**Problem set**
• a. In the Irish and Imperial Contexts section, who founded the Indian Constitutional Association in 1882?
• b. Return the passage of the Irish and Imperial Contexts section from "In 1913, a tumultuous" up to and including "an important chapter.".
• c. List every item that the Irish and Imperial Contexts section names as "common tropes in the stories of these former colonies of the British Empire."

**Document**

§

Irish and Imperial Contexts

Despite the vast geographic distance between Ireland and India, the two countries share much in common experience. Imperialism, the demand for Home Rule, independence, partition and the incremental achievement of sovereignty are all common tropes in the stories of these former colonies of the British Empire. Decolonisation and the formation of so-called nation-states was, arguably, the most dominant historical force in the politics of the twentieth century. The movements that agitated for independence from kingdoms, empires and commonwealths in the period were led by men and women with a detailed knowledge of the regimes against which they were fighting. University education played a major role, not only in creating educated and socially conscious young agitators who contributed to the new politics of their day, but also in establishing networks where those interested in different but invariably related causes could meet and associate.

Home Rule had been the dominant force in Irish political life between 1885 and 1918. Loosely analogous with the Indian term Swaraj, ‘self-rule’, the linkages between the two movements are not merely linguistic. The Irish Home Rule MP Frank Hugh O’Donnell had founded the Indian Constitutional Association in 1882 and had established contact with the mainly student-led London Indian Society which had been founded a decade previously.1 O’Donnell’s interest in India was by no means half-hearted. Although it ultimately came to nothing, the most ambitious plan for an Irish–Indian alliance proposed that four Indians be selected to represent Irish constituencies in parliament at Westminster in a mutual pact that would see Irish MPs support all Indian legislation while the Indians would be obliged to provide representation to their constituents and to lend support to the Irish campaign for Home Rule.2

In 1913, a tumultuous year in Irish political life, a group of Indian students arrived in Dublin city. They enrolled at the Honourable Society of the King’s Inns to study for the Bar. Additionally, they enrolled at University College Dublin, a constituent college of the National University of Ireland. This group of Indian students appears to have been the first bulk influx of international students to the new university arriving from a single country to study a single subject. In the history of international education in Ireland, this constituted an important chapter.

§

**Extracted data**
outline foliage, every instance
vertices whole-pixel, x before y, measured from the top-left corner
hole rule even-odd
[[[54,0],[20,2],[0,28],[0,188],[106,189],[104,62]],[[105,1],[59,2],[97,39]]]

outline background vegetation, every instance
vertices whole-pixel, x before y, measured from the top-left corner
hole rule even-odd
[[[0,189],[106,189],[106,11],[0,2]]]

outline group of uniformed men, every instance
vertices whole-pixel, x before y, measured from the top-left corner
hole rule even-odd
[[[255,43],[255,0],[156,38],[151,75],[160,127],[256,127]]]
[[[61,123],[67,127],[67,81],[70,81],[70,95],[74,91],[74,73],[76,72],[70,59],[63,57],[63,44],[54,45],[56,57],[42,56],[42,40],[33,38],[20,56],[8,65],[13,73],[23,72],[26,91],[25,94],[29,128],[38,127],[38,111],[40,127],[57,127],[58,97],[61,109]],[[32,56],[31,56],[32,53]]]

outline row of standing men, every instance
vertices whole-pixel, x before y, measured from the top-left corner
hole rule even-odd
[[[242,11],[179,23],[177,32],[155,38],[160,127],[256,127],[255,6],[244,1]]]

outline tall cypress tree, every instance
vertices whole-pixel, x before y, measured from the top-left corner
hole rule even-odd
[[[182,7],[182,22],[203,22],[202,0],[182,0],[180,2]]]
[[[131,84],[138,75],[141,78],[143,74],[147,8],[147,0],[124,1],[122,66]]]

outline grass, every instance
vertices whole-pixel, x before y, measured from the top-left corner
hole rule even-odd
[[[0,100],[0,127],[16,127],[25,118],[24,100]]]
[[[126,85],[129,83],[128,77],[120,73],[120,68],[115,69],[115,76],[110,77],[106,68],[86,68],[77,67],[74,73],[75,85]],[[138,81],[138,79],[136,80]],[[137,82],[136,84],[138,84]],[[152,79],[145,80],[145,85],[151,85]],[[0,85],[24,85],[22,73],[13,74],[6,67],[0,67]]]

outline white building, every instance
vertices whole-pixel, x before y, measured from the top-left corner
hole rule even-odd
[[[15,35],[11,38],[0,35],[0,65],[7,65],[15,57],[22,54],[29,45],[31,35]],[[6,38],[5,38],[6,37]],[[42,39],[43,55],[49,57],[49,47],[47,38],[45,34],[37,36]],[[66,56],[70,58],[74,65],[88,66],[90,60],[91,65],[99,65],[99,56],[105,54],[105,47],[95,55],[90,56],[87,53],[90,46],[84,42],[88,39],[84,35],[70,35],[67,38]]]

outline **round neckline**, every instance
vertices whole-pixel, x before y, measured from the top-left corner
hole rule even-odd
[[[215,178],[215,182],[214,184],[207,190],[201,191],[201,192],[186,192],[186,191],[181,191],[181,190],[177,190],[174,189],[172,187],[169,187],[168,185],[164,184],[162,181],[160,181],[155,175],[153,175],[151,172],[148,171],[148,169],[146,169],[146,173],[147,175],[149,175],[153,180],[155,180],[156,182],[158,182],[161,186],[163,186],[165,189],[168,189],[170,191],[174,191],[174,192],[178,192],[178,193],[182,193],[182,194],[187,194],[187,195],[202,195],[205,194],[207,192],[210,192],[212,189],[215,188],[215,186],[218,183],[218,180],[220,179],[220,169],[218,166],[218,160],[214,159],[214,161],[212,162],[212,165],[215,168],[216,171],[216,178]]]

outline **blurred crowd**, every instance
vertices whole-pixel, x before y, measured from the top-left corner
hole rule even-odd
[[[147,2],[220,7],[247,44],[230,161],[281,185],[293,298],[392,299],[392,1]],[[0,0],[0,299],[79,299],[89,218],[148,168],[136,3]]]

§

**Expected results**
• a. Frank Hugh O’Donnell, an Irish Home Rule MP.

• b.
In 1913, a tumultuous year in Irish political life, a group of Indian students arrived in Dublin city. They enrolled at the Honourable Society of the King’s Inns to study for the Bar. Additionally, they enrolled at University College Dublin, a constituent college of the National University of Ireland. This group of Indian students appears to have been the first bulk influx of international students to the new university arriving from a single country to study a single subject. In the history of international education in Ireland, this constituted an important chapter.

• c.
- Imperialism
- The demand for Home Rule
- Independence
- Partition
- The incremental achievement of sovereignty